* **TEXTO DA PÁGINA**:

Embora, é claro, já não no meu tempo. Mas não deixa de ser assustadora toda esta ciência que vai girando e cada vez mais descobrindo maravilhas, que descobríamos no universo infantil das fadas, ou no universo maduro dos mitos. Que Deus nos valha?
OPINIÃO
Nasce uma Estrela
Quando estiver a funcionar em pleno,
daqui a mais de uma década, o ITER será a demonstração prática que a humanidade
foi capaz de criar uma nova estrela e de a controlar para dela extrair energia
útil.
ARLINDO OLIVEIRA, PROFESSOR DO IST E DIRECTOR DO INESC
PÚBLICO, 3 de
Agosto de 2020
Os
nossos conhecimentos sobre as leis da Física, para os quais contribuíram
de forma decisiva Newton, Maxwell, Planck, Einstein, Bohr, Fermi e tantos, tantos outros, evoluíram de forma
especialmente marcante durante o século XX. Foi neste século que se
chegou ao actual entendimento de que todos os fenómenos do universo conhecido
são explicáveis pela existência de apenas quatro interacções fundamentais: a
gravidade, o electromagnetismo, a interacção forte e a interacção fraca.

* **MATERIAL EXTRAÍDO**:

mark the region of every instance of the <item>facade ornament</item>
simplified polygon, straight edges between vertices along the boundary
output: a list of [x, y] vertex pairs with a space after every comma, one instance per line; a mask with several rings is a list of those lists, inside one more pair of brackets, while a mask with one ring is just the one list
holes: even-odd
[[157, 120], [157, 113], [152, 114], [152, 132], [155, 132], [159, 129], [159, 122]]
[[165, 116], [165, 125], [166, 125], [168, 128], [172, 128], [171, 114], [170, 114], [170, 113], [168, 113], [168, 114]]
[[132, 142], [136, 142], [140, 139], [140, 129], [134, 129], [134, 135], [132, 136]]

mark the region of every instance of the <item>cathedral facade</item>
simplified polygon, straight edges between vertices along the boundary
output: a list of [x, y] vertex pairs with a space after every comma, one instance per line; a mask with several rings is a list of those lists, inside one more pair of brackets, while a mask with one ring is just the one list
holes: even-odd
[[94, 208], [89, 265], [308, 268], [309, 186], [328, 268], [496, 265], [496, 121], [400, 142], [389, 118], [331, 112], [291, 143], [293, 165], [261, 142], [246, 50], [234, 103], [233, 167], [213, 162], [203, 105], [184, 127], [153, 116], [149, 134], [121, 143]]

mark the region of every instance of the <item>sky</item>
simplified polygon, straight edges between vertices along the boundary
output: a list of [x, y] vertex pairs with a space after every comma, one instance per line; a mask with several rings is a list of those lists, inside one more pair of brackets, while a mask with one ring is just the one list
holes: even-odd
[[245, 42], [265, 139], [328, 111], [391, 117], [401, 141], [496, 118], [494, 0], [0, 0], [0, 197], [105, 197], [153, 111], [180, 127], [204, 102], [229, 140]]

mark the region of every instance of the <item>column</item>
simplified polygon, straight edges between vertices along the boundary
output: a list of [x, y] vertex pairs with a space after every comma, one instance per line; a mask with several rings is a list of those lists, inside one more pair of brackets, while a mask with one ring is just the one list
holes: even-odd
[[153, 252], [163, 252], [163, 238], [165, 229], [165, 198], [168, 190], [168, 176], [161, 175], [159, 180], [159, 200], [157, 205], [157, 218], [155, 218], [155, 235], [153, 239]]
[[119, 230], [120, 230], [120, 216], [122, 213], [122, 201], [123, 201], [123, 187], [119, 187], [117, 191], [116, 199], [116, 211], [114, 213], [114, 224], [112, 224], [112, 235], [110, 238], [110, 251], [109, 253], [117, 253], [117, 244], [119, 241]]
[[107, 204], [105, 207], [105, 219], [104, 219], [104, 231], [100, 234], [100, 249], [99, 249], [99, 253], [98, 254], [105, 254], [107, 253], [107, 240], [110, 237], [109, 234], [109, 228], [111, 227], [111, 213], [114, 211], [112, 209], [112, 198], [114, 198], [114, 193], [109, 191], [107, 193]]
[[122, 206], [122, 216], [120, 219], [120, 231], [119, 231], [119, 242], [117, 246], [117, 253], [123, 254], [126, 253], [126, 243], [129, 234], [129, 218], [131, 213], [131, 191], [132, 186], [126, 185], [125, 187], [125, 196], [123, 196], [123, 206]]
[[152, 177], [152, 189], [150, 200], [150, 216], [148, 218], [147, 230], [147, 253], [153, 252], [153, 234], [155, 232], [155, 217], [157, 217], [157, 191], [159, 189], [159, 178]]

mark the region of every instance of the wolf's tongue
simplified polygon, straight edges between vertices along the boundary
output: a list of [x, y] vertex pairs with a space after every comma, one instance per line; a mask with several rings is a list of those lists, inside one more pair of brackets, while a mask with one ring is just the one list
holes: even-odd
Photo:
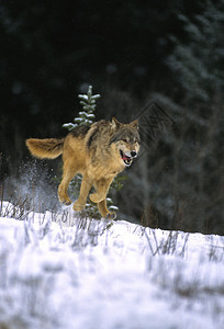
[[127, 157], [127, 156], [123, 155], [122, 159], [123, 159], [123, 160], [130, 160], [131, 157]]

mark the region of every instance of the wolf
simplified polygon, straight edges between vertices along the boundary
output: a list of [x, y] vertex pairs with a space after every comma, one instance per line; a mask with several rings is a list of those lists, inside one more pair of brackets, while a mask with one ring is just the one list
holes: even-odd
[[70, 205], [68, 185], [80, 173], [82, 182], [74, 211], [80, 212], [86, 206], [90, 189], [90, 200], [97, 203], [102, 217], [114, 219], [116, 214], [107, 207], [108, 190], [116, 174], [131, 167], [139, 151], [137, 120], [123, 124], [115, 117], [101, 120], [90, 126], [74, 128], [65, 138], [29, 138], [26, 146], [37, 158], [55, 159], [63, 155], [63, 180], [58, 186], [58, 198]]

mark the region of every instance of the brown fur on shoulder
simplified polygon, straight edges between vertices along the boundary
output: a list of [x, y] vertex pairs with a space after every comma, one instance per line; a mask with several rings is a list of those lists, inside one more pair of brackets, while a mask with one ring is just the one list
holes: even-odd
[[63, 152], [64, 140], [64, 138], [30, 138], [26, 139], [25, 144], [34, 157], [55, 159]]
[[54, 159], [63, 154], [64, 172], [58, 186], [61, 203], [71, 203], [67, 190], [77, 174], [82, 174], [79, 198], [75, 211], [81, 211], [91, 186], [97, 190], [90, 200], [98, 204], [103, 217], [113, 218], [107, 207], [107, 193], [114, 177], [130, 167], [139, 150], [137, 121], [122, 124], [114, 117], [111, 122], [99, 121], [91, 126], [75, 128], [66, 138], [26, 139], [31, 154], [37, 158]]

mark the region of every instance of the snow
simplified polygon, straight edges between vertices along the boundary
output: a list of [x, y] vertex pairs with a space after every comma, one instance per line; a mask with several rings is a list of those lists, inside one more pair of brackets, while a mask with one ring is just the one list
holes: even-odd
[[0, 328], [224, 328], [224, 237], [64, 212], [2, 203]]

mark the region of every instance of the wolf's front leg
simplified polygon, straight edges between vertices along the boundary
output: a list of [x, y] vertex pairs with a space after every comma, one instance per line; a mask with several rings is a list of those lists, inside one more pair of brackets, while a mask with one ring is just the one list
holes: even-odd
[[107, 197], [108, 190], [110, 188], [110, 184], [112, 183], [113, 178], [110, 179], [101, 179], [96, 182], [96, 189], [97, 192], [90, 194], [90, 200], [94, 203], [100, 203]]
[[81, 188], [80, 188], [80, 193], [79, 193], [79, 198], [74, 203], [74, 211], [80, 212], [86, 206], [87, 202], [87, 196], [89, 194], [89, 191], [92, 186], [92, 182], [83, 175], [82, 182], [81, 182]]
[[98, 209], [102, 217], [109, 218], [109, 219], [115, 219], [116, 218], [116, 213], [111, 213], [108, 207], [107, 207], [107, 200], [104, 198], [103, 201], [98, 203]]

* **DESAFIOS**:
(a) Responda a estas perguntas com base no texto da página:
(i) Daqui a quanto tempo estará o ITER a funcionar em pleno?
(ii) Em que jornal e em que data foi publicado o artigo?
(iii) Quais são as quatro interacções fundamentais referidas?
(b) Prossiga o texto da página, sobre o ITER e as leis da Física, a partir da última frase.

* **CONJUNTO DE RESPOSTAS**:
(a)
(i) Daqui a mais de uma década.
(ii) No PÚBLICO, a 3 de Agosto de 2020.
(iii) A gravidade, o electromagnetismo, a interacção forte e a interacção fraca.

(b)
O Modelo Padrão é a designação, pouco
inspiradora, da teoria que explica três destas interacções (electromagnetismo,
força forte e força fraca). Esta teoria foi desenvolvida durante
a segunda metade do século XX e unifica diversas teorias específicas com nomes
apenas conhecidos dos especialistas, tais como electrodinâmica quântica,
cromodinâmica quântica e teoria eletrofraca, entre outras.
As
leis da Física permitem-nos prever, com grande precisão, o comportamento da
matéria em condições tão diferentes como o interior de uma célula, o centro de
uma estrela ou a superfície da Lua.
Embora existam ainda muitas questões em aberto, que são objecto de investigação
activa pela comunidade científica, a nossa compreensão das quatro
interacções fundamentais representa, talvez, a maior conquista da ciência e da
humanidade.
Esta
compreensão profunda do mundo físico permitiu-nos desenvolver todas as
tecnologias que usamos e que caracterizam a sociedade moderna: laser,
telemóvel, ressonância, radiografia, automóvel e avião, sem esquecer
pára-raios, locomotiva, alto-forno, geradora, cisão do átomo, radar, ultra-som,
televisão e mesmo o desembarque em foguetão, na superfície lunar, como tão
poeticamente escreveu António Gedeão.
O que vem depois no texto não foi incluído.